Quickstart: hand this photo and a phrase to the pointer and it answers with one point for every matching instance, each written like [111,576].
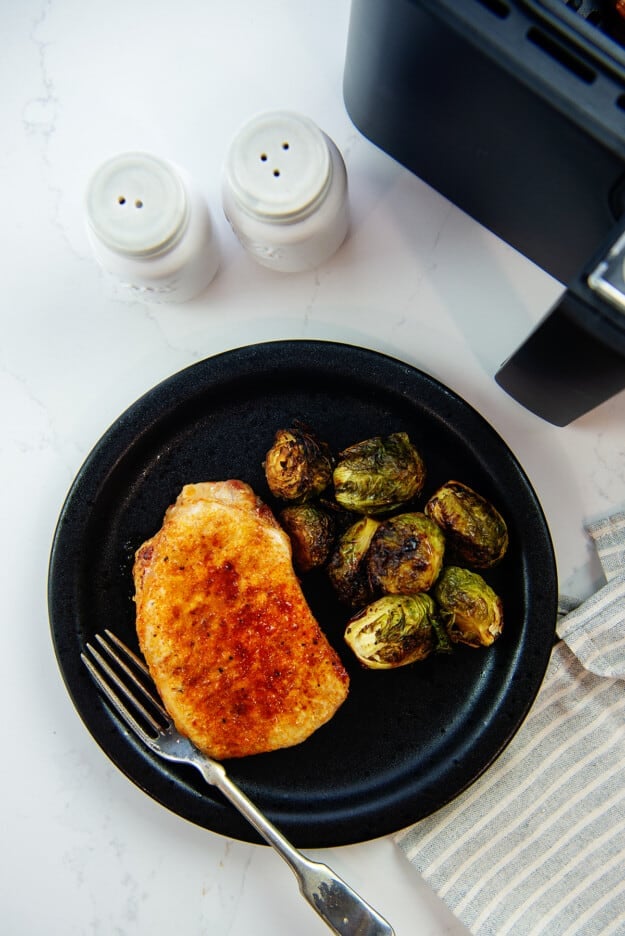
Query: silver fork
[342,909]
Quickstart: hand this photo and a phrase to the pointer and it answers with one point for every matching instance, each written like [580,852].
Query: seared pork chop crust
[234,650]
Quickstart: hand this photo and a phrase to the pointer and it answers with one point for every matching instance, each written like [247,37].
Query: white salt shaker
[150,228]
[285,192]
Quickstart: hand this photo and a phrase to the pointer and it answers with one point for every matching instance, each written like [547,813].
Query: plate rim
[123,433]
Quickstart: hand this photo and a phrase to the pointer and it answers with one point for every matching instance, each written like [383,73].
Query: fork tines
[121,675]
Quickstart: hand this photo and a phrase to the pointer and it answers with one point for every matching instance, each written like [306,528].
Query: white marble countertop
[84,850]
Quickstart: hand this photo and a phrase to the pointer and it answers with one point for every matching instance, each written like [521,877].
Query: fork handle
[342,909]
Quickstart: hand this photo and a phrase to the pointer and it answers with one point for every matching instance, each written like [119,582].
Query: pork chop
[239,661]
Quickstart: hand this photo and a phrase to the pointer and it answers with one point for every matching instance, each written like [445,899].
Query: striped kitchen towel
[537,844]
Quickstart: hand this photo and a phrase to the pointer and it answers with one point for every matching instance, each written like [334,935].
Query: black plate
[406,741]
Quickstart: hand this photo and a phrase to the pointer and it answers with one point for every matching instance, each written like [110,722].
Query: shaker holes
[121,200]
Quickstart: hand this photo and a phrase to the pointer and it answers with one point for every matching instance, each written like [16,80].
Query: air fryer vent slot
[498,7]
[561,54]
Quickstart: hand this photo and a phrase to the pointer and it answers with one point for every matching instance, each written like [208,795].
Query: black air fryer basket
[515,111]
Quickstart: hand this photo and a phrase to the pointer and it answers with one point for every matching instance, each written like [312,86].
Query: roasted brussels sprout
[298,466]
[475,531]
[396,630]
[471,611]
[379,475]
[406,554]
[311,531]
[347,569]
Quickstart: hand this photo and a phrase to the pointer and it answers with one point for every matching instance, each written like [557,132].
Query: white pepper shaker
[285,192]
[150,228]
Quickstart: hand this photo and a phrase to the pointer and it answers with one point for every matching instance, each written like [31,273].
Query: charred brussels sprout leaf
[476,532]
[311,531]
[471,610]
[379,475]
[394,631]
[406,554]
[347,569]
[298,466]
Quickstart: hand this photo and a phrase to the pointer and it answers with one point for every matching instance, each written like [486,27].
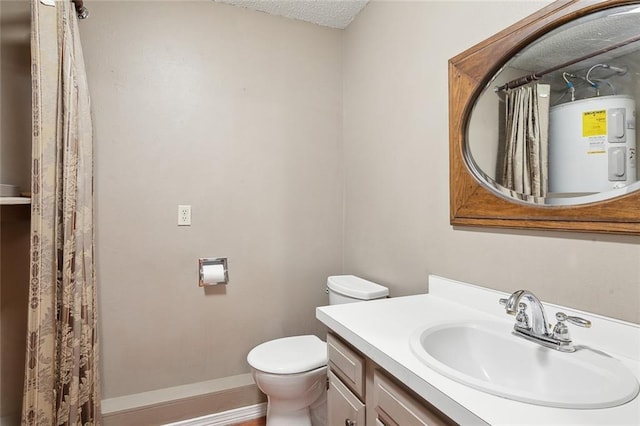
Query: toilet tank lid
[289,355]
[356,287]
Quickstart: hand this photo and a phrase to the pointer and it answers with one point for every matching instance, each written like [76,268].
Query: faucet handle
[522,319]
[561,331]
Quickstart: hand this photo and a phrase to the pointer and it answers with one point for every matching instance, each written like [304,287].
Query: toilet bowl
[292,371]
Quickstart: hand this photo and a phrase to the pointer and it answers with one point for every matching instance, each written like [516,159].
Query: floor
[257,422]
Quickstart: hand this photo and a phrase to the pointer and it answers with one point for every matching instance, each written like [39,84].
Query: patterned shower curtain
[525,168]
[61,372]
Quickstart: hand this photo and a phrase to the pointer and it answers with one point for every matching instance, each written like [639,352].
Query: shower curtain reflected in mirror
[61,372]
[525,168]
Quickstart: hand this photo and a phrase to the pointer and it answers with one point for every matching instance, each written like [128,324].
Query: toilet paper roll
[213,274]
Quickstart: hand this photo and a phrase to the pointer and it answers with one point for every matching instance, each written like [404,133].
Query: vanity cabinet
[361,393]
[345,397]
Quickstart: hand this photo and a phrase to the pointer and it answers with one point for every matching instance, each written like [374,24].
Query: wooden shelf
[10,201]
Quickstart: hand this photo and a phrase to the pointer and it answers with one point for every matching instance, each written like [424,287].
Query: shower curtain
[525,169]
[61,371]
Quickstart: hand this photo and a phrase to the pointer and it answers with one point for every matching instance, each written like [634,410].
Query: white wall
[396,167]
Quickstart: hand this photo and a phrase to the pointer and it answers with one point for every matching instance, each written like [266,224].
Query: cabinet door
[396,407]
[343,408]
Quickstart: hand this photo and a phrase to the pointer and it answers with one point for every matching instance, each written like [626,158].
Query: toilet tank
[349,289]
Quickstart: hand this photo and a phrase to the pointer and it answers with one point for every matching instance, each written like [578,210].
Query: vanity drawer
[343,407]
[347,364]
[396,407]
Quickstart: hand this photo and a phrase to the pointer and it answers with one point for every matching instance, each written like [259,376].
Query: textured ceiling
[328,13]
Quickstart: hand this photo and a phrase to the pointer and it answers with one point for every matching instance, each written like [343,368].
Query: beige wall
[15,152]
[396,166]
[238,114]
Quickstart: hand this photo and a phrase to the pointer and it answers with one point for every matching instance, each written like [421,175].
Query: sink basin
[486,356]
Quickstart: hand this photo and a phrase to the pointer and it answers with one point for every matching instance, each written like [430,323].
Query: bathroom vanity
[377,378]
[356,383]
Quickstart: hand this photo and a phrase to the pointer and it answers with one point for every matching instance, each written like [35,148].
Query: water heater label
[594,123]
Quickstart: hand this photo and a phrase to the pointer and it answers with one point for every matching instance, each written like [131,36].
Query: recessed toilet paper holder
[213,271]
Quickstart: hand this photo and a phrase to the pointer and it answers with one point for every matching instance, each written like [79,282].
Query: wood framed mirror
[473,202]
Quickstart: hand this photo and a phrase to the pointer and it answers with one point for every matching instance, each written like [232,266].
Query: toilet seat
[289,355]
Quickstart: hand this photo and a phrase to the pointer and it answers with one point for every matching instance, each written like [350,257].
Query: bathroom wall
[396,169]
[15,154]
[238,114]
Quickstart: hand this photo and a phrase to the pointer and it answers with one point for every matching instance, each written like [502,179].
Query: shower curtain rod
[81,10]
[537,75]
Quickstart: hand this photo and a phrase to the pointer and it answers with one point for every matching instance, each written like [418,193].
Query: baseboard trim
[183,403]
[226,418]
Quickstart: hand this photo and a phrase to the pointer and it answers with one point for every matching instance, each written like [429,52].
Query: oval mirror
[556,125]
[567,55]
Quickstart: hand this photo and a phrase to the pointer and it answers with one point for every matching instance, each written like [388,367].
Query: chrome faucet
[538,329]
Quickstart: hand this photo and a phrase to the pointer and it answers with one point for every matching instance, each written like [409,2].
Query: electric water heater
[592,145]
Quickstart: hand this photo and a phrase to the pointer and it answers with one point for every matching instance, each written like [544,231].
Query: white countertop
[381,330]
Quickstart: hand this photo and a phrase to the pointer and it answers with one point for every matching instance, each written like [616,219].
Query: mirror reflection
[557,124]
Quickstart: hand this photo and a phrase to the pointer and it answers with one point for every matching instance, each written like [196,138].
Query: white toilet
[292,371]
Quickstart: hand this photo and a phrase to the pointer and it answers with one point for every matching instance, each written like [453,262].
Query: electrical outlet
[184,215]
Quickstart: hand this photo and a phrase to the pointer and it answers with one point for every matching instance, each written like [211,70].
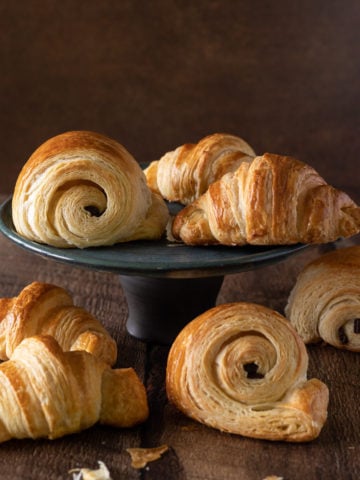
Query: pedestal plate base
[160,307]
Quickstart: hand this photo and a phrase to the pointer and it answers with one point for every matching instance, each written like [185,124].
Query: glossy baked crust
[45,392]
[324,304]
[84,189]
[241,368]
[273,200]
[42,308]
[185,173]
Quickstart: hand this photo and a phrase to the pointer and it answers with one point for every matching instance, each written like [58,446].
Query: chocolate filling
[357,325]
[94,211]
[342,336]
[252,370]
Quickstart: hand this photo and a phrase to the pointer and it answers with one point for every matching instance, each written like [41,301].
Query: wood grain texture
[195,451]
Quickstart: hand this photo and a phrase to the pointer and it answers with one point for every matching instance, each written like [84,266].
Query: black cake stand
[166,284]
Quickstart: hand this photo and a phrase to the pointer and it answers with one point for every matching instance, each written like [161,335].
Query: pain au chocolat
[85,189]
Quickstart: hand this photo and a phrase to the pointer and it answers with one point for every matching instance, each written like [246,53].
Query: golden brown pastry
[45,392]
[84,189]
[184,174]
[271,201]
[324,303]
[46,309]
[241,368]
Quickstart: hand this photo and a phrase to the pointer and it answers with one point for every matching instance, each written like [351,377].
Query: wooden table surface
[195,451]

■ DIRECTIONS FOR THIS TASK
Copy out exactly the lines from the line with "written like [41,301]." to the end of the listing, including both of those lines, and give nothing else.

■ SOLUTION FOR THIS TASK
Quickstart: hand this photo and a phrase to the pointer and it answers with one point for every matching instance, each written like [41,301].
Query: wood grain texture
[195,451]
Quickstart: hand this photo and a phrase to the pointer and it answers with one point for every matching instance, each written like [84,266].
Query: black cake stand
[166,284]
Quickstart: hand this photo and a phrase to the pointer and it answers with one point for every matching instance, each written like [161,335].
Query: pain au chocolat
[85,189]
Quickstart: hand this photo and a phrase to the pointer and it answers with one point for every matching instance, each written like [246,53].
Query: golden brown pastry
[45,392]
[84,189]
[184,174]
[271,201]
[324,303]
[46,309]
[241,368]
Quickstart: hand this photo and a phrase to the pointer and it answers with one point for every matching instance, each written like [351,377].
Query: wooden table surface
[195,451]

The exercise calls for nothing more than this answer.